DÉTAIL DE LA TÂCHE: Poursuivez l'extrait consacré au film Le tout nouveau Testament en reprenant juste après sa dernière phrase.

------ EXTRAIT CHOISI ------

La réponse est en ce moment sur les grands écrans. Dans Le tout nouveau Testament, le nouveau film de Jaco Van Dormael, le cinéaste belge s’amuse à torpiller l’image d’Epinal du bon vieillard à la barbe blanche en mettant en scène un dieu pouilleux comme un clodo, vêtu d’une robe de chambre crasseuse, fumant clopes sur clopes, carburant à la bière et concoctant non pas les Dix Commandements, qui fondent le « vivre ensemble ». Il préfère nous montrer un Dieu concoctant une foule d’emmerdements qui gâchent l’existence de 7 milliards de mortels. Et ce n’est pas dans les cieux éternels peuplés d’anges et d’âmes pures que ce Dieu malfaisant habite mais à Bruxelles au dernier étage d’une immense tour désaffectée où l’atmosphère est humide et cafardeuse. C’est là où il vit avec son épouse qu’il traite comme sa femme de ménage et sa fille qu’il n’hésite à battre au moindre signe de rébellion. Ce tyran phallocrate et misogyne est donc bien loin du Dieu des philosophes pour qui Dieu, étant tout puissant et nécessairement parfait, ne peut être méchant et donc imparfait sauf à renoncer à ce qu’il est…

Le cinéaste n’est pas dans le questionnement métaphysique mais le détournement ironique. Pour ce Dieu, interprété à la perfection par un Benoit Poelvoorde très en forme, la loi de l’amour inconditionné « Aime ton prochain comme toi-même »se renverse en une loi de haine universelle « Déteste ton prochain comme toi, tu te détestes ».Quant à son fils, il n’éprouve que du mépris car loin d’avoir incarné son Verbe, il l’a falsifié. « Il est parti en sucette, tout ce qu’il a réussi à faire c’est de se faire clouer sur un cintre comme une chouette! » lance-t-il deet un prêtre complètement abasourdi par cet être abjecte qui blasphème à chaque parole prononcée. Devant ce Dieu odieux diaboliquement sadique, devant ce vrai salaud qui crée l’humanité non par amour mais par haine, non pas pour la sauver mais pour lui pourrir la vie, le spectateur oublie que la religion est source de tensions  et rigole franchement.

------ DONNÉES ------

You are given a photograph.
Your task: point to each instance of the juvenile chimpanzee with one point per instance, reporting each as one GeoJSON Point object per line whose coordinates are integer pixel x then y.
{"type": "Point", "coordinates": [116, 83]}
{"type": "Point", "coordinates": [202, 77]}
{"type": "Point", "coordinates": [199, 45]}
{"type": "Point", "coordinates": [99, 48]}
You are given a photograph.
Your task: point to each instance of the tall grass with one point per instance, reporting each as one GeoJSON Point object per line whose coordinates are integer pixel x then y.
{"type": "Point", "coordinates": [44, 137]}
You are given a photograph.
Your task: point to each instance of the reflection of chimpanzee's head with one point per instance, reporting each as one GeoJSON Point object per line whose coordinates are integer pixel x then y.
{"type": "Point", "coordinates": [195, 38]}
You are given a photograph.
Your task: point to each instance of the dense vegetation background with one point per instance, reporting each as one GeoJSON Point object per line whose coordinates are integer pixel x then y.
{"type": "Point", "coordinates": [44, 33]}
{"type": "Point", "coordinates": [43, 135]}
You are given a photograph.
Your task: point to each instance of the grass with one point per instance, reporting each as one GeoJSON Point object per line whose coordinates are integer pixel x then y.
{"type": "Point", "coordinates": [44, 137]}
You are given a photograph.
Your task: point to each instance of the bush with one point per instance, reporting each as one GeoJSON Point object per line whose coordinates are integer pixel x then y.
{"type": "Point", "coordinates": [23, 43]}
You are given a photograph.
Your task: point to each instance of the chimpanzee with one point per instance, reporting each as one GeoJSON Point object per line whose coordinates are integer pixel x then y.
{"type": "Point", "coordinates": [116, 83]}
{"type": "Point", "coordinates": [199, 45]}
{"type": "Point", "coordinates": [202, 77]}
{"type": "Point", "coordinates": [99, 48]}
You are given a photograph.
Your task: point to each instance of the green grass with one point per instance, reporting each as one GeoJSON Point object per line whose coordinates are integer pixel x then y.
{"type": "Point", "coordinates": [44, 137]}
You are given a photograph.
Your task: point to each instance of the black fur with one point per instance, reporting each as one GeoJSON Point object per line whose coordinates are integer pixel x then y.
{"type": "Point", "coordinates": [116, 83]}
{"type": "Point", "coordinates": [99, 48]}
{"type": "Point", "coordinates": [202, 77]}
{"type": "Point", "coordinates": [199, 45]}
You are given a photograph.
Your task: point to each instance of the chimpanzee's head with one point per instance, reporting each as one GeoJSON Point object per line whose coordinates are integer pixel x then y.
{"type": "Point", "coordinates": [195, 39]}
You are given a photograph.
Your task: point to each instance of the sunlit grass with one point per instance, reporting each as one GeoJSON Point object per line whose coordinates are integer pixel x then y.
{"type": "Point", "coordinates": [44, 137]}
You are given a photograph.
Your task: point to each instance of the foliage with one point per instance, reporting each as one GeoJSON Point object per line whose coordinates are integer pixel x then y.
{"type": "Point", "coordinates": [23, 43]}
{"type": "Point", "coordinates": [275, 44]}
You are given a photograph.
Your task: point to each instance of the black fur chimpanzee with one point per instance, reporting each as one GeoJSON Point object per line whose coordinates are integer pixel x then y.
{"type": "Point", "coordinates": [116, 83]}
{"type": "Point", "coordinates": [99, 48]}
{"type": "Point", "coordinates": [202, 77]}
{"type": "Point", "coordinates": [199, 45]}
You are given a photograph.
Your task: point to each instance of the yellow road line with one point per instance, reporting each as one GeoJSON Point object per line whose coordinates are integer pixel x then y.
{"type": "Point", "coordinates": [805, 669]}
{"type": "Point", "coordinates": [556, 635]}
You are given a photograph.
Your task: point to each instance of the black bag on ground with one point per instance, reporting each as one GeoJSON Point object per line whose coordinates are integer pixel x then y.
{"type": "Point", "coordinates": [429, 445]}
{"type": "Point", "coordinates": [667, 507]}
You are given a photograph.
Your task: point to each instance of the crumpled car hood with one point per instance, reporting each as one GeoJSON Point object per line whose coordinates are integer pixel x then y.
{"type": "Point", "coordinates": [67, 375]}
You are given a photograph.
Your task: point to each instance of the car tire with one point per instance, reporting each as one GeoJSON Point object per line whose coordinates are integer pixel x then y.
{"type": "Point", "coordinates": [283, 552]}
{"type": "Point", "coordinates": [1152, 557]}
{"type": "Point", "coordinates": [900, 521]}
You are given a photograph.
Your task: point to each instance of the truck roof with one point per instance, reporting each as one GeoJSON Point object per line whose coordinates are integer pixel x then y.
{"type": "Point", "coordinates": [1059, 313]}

------

ZONE DE RÉPONSE:
 

Mais de ce rire de soulagement on passe malheureusement à un râle d’agacement et la dérision jubilatoire s’éclipse bien rapidement devant l’irritant conformisme de la morale Bisounours dégoulinante de bons sentiments qui veut que c’est l’Enfant qui sauve le monde.

 

Mais voilà que la fille de Dieu veut autant le Bien que son père veut le Mal. Alors pour se venger de la tyrannie de son père et le punir de sa méchanceté, elle décide d’envoyer les dates de décès au monde entier et part à la recherche de six autres apôtres pour écrire le tout nouveau testament destiné à changer le cours des choses. Du coup le jeu de Poelvoorde est escamoté par un scénario mièvre alourdit par une accumulation de situations ridicules où l’on rencontre une Catherine Deneuve qui s’adonne à ses penchants zoophiles en tombant amoureuse d’un gorille ou encore l’épouse de Dieu jouant les bobonnes complétement nigaudes vouant un culte aux fleurs et aux joueurs de quarterback. Mais c’est surtout la fin du film qui déçoit le spectateur auparavant réjoui de la mal-pensance du début. Le coté irrévérencieux disparait au fil de la pellicule et Jaco Van Dormael cède aux sirènes du conformisme contemporain où le Bien est toujours du côté des femmes, du sans frontiérisme, du transgenre.

On voit donc le patriarcat despotique terrassé par un matriarcat bienveillant, l’univers sinistre et menaçant, soumis aux injonctions contraignantes du Père, remplacé par un monde édulcoré où le champ des possibles s’agrandit selon les désirs de la Mère.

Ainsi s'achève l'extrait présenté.